**Task goal:** Reproduce the items in full from the line containing "Greenhouse-scouting request: tag the black boot" through the end of the items, adding 33 to every x and y coordinate in their answers.

[Position identification items]
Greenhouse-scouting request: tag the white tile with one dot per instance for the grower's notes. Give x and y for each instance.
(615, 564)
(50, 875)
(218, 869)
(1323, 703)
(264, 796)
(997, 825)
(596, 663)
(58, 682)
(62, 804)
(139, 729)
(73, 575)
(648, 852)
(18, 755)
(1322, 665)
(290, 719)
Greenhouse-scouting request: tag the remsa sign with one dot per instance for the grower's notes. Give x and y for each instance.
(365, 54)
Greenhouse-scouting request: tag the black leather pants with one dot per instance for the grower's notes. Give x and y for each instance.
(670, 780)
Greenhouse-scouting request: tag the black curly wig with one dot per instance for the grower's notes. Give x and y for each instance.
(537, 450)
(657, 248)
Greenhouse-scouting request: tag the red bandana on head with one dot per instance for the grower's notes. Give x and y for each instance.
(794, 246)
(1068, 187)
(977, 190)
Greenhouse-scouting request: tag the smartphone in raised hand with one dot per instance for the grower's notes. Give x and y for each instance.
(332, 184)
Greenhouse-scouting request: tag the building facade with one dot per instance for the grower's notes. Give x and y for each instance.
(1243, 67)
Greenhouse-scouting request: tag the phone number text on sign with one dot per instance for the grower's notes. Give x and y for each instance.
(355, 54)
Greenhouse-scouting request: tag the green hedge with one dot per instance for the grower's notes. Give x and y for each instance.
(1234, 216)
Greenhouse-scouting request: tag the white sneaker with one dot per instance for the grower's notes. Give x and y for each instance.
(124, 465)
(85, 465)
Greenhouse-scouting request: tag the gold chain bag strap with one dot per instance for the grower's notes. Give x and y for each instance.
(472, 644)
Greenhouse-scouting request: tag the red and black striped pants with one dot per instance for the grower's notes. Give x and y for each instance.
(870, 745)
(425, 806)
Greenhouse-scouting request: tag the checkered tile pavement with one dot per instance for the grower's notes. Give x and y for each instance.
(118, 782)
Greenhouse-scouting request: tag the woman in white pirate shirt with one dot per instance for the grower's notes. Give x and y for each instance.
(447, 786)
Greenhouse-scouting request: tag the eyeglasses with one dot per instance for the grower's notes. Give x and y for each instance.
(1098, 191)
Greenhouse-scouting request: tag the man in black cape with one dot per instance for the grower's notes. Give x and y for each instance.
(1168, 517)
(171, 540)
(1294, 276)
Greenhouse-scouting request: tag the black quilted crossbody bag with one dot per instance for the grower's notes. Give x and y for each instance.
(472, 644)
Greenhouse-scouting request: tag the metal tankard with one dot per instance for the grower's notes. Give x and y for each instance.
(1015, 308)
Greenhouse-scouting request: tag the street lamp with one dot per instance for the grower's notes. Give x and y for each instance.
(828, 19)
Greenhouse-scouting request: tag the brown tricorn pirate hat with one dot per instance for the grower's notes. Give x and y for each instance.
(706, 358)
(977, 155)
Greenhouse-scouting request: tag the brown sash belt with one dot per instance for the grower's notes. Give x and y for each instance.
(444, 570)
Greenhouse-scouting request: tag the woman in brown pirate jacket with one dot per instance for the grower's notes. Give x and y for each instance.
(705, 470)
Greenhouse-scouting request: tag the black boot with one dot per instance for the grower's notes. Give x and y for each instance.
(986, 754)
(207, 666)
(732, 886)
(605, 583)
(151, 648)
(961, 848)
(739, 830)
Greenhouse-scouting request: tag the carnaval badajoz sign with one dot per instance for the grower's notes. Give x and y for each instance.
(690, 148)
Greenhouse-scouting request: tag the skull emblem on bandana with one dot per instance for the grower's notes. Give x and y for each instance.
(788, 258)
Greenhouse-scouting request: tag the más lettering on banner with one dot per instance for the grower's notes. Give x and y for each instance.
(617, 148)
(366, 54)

**Completed exercise:**
Greenhouse-scouting request: tag the black boot with one dot per instance for the grower's notes. Give x and y for each instance.
(1019, 787)
(240, 699)
(765, 919)
(638, 616)
(184, 681)
(994, 881)
(772, 863)
Greenhouse-scouting request: tag the carnaval badajoz sign with one dot per instance for the grower's notes. Give x and y for each instance.
(723, 181)
Greenhouse-scouting request: tag the skull emblem on bandana with one dot per instance for the grower's notes. Give x and y for each instance.
(821, 291)
Greenhouse-scouting request: tag the más lettering on banner with one dot per instance for the grower's notes. Give x and y for each instance.
(650, 181)
(399, 87)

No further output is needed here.